◆ **What the task asks**: Rewrite the listing below with "photo" changed to "image" and all else kept the same. Leave out the pictures.

◆ **Point labels for photos**:
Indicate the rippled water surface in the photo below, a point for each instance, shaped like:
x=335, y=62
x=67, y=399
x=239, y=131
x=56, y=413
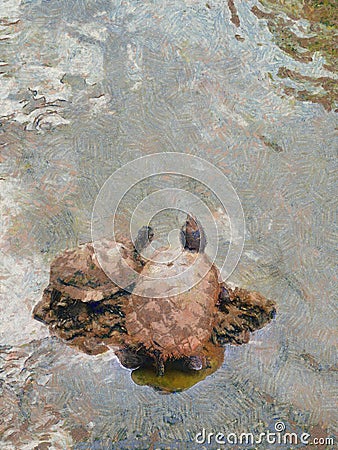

◆ **Output of the task**:
Indicate the rippled water surface in the image below, a point for each instance, shaped like:
x=335, y=62
x=67, y=399
x=239, y=131
x=56, y=413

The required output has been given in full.